### INFORMATION SUPPLIED

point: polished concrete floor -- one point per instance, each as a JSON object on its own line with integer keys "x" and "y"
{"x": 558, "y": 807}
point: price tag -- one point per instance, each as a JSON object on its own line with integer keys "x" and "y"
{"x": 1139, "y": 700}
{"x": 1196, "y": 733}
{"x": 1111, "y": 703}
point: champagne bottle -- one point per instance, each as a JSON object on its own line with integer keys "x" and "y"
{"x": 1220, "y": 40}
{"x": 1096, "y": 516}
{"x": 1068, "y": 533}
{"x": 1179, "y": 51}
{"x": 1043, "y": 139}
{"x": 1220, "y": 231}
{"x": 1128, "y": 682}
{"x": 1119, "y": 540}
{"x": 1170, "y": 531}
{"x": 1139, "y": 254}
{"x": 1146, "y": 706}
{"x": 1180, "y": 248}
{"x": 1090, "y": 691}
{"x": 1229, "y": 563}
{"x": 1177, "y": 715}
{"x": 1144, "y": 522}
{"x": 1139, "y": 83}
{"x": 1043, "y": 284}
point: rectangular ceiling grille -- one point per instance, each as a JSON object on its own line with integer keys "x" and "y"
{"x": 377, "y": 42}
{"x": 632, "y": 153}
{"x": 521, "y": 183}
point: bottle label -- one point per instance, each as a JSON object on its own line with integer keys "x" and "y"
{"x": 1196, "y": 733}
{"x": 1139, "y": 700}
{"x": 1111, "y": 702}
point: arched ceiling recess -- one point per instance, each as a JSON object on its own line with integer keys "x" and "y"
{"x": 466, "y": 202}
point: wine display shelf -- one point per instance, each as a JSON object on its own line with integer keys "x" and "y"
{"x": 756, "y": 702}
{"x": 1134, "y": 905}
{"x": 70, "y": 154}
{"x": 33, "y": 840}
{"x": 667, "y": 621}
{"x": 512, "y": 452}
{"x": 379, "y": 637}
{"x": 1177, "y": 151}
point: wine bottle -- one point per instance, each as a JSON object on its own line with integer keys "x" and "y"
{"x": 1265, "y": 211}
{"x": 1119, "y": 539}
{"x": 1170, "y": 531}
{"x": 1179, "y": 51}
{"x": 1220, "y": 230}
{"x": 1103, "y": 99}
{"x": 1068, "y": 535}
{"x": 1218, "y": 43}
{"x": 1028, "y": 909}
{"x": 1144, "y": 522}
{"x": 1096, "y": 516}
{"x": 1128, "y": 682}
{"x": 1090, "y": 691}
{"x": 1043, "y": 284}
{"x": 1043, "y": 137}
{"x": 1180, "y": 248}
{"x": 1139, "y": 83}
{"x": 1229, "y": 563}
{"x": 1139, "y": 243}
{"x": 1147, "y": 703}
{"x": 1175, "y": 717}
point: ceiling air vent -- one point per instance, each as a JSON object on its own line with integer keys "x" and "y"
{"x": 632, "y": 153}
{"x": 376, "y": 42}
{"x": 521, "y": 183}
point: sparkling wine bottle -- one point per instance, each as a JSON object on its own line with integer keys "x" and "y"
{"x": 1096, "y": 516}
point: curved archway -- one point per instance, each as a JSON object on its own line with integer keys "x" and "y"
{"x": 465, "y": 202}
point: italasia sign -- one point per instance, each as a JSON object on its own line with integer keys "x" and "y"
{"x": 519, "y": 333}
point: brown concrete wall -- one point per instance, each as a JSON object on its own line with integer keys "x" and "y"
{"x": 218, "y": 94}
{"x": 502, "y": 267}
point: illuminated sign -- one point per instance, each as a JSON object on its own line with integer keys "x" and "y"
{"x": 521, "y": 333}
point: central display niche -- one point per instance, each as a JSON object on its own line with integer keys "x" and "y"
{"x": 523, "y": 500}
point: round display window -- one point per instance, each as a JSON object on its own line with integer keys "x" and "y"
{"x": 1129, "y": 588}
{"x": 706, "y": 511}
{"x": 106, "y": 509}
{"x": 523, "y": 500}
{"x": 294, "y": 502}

######

WORK TASK: Every line in the data above has to be retyped exactly.

EXERCISE OUTPUT:
point: polished concrete floor -- one point per instance, each as a JSON object on its own line with integer keys "x" and "y"
{"x": 558, "y": 807}
point: price tag -- one point per instance, each as a JSON object on its own line with integer keys "x" and "y"
{"x": 1139, "y": 700}
{"x": 1196, "y": 733}
{"x": 1111, "y": 703}
point: champagne bottle -- one point per instance, each as a JSON object on its own line with integer keys "x" and "y"
{"x": 1220, "y": 40}
{"x": 1096, "y": 516}
{"x": 1068, "y": 533}
{"x": 1179, "y": 51}
{"x": 1043, "y": 139}
{"x": 1220, "y": 231}
{"x": 1128, "y": 682}
{"x": 1119, "y": 540}
{"x": 1170, "y": 531}
{"x": 1139, "y": 254}
{"x": 1146, "y": 706}
{"x": 1180, "y": 248}
{"x": 1090, "y": 691}
{"x": 1229, "y": 563}
{"x": 1177, "y": 715}
{"x": 1144, "y": 522}
{"x": 1139, "y": 83}
{"x": 1043, "y": 284}
point: rectangular ceiling grille -- one point per instance, each as a JSON object on its own line with integer keys "x" and "y"
{"x": 377, "y": 42}
{"x": 632, "y": 153}
{"x": 521, "y": 183}
point: bottle label -- one point per instance, each as a JSON object on its own line with integer keys "x" and "y"
{"x": 1196, "y": 733}
{"x": 1139, "y": 700}
{"x": 1111, "y": 702}
point: arched ceiling recess -- one point per instance, each as a JSON object on its own line with integer keys "x" and "y"
{"x": 466, "y": 202}
point: wine display shelf -- one point per instance, each as a JSON object on its own line with integer keys "x" and "y"
{"x": 756, "y": 702}
{"x": 1134, "y": 905}
{"x": 70, "y": 154}
{"x": 33, "y": 840}
{"x": 667, "y": 621}
{"x": 512, "y": 452}
{"x": 379, "y": 637}
{"x": 1177, "y": 151}
point: wine bottle -- one point per instance, each as a JSON object on its own line with integer keys "x" and "y"
{"x": 1265, "y": 211}
{"x": 1119, "y": 539}
{"x": 1170, "y": 531}
{"x": 1179, "y": 51}
{"x": 1220, "y": 230}
{"x": 1103, "y": 99}
{"x": 1068, "y": 535}
{"x": 1218, "y": 43}
{"x": 1028, "y": 909}
{"x": 1144, "y": 522}
{"x": 1096, "y": 516}
{"x": 1128, "y": 682}
{"x": 1090, "y": 691}
{"x": 1043, "y": 284}
{"x": 1043, "y": 137}
{"x": 1180, "y": 248}
{"x": 1139, "y": 83}
{"x": 1229, "y": 563}
{"x": 1139, "y": 243}
{"x": 1147, "y": 703}
{"x": 1175, "y": 717}
point: ceiling air vent -- one point per instance, each as a JSON object on its own line with integer keys "x" and "y"
{"x": 632, "y": 153}
{"x": 376, "y": 42}
{"x": 521, "y": 183}
point: sparkling wine bottle -- one point per instance, each as a JSON object on its own line with integer keys "x" and "y"
{"x": 1096, "y": 516}
point: curved archway -- one point per instance, each as a JSON object on its own line with integer keys "x" and "y"
{"x": 465, "y": 202}
point: italasia sign -- one point per instance, each as a JSON object on its own line with integer keys "x" and "y"
{"x": 519, "y": 333}
point: brown concrete wall -- one point per instance, each as a JSON object on its own line with integer keys "x" and "y"
{"x": 218, "y": 94}
{"x": 502, "y": 267}
point: illuminated sign -- one point per instance, each as a JSON object on its own line with integer keys "x" and "y"
{"x": 521, "y": 333}
point: central display niche -- one point per instance, each as a JSON object on its own line with integer keys "x" and "y"
{"x": 523, "y": 500}
point: round display window -- one point per instance, each as a JSON object on its own line with integer keys "x" and "y"
{"x": 1129, "y": 588}
{"x": 706, "y": 511}
{"x": 106, "y": 509}
{"x": 523, "y": 500}
{"x": 294, "y": 502}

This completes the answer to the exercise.